**Aufgaben**
• 1. Stimmen diese Aussagen mit dem Textauszug überein? Antworte jeweils mit Ja oder Nein und zitiere die entscheidenden Worte: (a) Grafische Sammlungen erfassten die publizierten Kunstwerke in den 1950er und 1960er Jahren vollständig. (b) Die Wurzeln dieser Kunstwerke liegen in der Avantgarde der 1920er Jahre. (c) Die Kunstwerke entstanden auf der Basis massenmedialer Techniken.
• 2. Welche zwei Strömungen nennt der Textauszug als Beispiele für die Avantgarde der 1920er Jahre?
• 3. Welche Kunstwerke sprengten laut Textauszug das traditionelle Kunstsystem und das Zuordnungssystem der Museen, und wie entstanden sie? Antworte in ein bis drei Sätzen.
━━━━━ Textauszug ━━━━━
In der zweiten Hälfte des 20. Jahrhunderts verließen die Künstlerinnen und Künstler den kunstimmanenten Raum und schufen auf der Basis massenmedialer Techniken publizierte Kunstwerke. Diese sprengten das traditionelle Kunstsystem und das Zuordnungssystem der Museen. Sie wurden in den 1950er und 1960er Jahren von Grafischen Sammlungen nur ansatzweise erfasst und von Museen im Allgemeinen nur selten wahrgenommen. Ihre Wurzeln sind in der Avantgarde der 1920er Jahre zu suchen, wie dem Futurismus oder dem Dadaismus.
━━━━━ Bereitgestellte Daten ━━━━━
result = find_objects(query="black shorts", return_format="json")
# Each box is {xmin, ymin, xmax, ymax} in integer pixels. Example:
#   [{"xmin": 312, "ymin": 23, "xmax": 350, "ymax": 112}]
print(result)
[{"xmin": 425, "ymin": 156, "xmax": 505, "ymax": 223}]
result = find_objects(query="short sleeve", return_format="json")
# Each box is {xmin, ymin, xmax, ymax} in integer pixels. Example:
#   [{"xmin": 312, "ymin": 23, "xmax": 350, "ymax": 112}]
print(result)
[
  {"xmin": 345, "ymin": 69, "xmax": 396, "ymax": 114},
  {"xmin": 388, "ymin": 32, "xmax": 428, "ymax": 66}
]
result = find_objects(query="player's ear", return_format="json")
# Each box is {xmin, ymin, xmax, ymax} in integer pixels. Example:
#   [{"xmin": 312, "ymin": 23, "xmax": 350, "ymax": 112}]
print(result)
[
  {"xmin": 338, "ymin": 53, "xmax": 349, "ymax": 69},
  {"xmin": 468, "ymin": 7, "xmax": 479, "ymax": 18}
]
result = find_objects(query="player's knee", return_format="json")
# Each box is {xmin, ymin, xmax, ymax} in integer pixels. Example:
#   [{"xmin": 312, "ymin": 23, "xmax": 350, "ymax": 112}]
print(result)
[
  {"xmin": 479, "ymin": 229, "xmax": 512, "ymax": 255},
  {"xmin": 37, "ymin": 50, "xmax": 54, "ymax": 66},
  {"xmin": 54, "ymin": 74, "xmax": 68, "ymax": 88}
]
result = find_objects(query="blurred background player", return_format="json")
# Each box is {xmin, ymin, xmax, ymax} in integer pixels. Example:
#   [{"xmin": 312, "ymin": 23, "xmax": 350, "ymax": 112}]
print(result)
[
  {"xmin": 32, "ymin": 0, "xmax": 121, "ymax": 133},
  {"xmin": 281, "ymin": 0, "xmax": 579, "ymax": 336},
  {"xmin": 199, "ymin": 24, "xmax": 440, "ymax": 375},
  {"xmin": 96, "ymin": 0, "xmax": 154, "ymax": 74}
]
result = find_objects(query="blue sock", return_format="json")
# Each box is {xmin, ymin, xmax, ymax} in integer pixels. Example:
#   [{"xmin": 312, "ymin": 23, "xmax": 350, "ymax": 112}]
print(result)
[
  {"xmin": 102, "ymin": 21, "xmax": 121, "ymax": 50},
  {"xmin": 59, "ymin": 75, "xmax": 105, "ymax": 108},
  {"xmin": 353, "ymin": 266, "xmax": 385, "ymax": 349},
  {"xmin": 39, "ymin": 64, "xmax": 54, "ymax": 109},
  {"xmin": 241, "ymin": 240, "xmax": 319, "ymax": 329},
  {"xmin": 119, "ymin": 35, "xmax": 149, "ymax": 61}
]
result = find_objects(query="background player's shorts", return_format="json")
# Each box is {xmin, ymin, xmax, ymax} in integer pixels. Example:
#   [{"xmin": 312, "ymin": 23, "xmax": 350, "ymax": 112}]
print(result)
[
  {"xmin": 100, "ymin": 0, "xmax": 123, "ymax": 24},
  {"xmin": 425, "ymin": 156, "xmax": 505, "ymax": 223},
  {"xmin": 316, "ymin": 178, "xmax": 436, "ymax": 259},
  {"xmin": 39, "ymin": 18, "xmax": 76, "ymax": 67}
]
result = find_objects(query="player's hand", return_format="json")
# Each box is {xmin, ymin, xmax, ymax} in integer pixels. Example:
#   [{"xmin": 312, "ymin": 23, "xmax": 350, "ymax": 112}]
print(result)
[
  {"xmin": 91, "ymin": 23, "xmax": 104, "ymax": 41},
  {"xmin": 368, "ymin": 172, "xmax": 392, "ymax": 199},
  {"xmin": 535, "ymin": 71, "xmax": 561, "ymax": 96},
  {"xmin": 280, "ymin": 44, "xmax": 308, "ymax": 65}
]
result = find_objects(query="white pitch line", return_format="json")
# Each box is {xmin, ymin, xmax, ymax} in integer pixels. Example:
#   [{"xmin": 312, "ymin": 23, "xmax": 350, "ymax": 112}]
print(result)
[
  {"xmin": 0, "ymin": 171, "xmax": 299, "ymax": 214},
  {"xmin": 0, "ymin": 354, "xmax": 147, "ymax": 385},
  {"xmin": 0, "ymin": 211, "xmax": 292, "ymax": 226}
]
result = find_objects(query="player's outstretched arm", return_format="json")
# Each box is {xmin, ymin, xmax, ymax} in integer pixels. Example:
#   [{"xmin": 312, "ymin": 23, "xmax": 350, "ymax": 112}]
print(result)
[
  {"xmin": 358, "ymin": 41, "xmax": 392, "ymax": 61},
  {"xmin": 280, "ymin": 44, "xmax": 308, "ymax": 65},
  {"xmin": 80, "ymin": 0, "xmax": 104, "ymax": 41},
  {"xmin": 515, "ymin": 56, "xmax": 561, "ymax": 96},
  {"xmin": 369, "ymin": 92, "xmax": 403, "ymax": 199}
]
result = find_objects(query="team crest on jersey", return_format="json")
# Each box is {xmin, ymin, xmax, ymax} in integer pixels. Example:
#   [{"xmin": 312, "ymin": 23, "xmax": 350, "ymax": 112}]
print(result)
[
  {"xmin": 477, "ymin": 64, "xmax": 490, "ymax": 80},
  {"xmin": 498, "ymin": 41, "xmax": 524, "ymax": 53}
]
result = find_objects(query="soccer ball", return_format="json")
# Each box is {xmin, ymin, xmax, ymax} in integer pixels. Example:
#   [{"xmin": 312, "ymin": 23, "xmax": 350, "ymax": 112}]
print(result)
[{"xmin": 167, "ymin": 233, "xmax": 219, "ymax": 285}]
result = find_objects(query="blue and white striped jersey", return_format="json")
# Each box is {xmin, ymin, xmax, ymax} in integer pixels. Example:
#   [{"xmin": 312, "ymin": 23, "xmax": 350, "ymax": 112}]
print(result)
━━━━━
**Antworten je Aufgabe**
• 1.
(a) Nein: „nur ansatzweise erfasst“
(b) Ja: „Ihre Wurzeln sind in der Avantgarde der 1920er Jahre zu suchen“
(c) Ja: „auf der Basis massenmedialer Techniken publizierte Kunstwerke“

• 2. Den Futurismus und den Dadaismus.

• 3. Es sind die publizierten Kunstwerke aus der zweiten Hälfte des 20. Jahrhunderts. Die Künstlerinnen und Künstler schufen sie auf der Basis massenmedialer Techniken, nachdem sie den kunstimmanenten Raum verlassen hatten.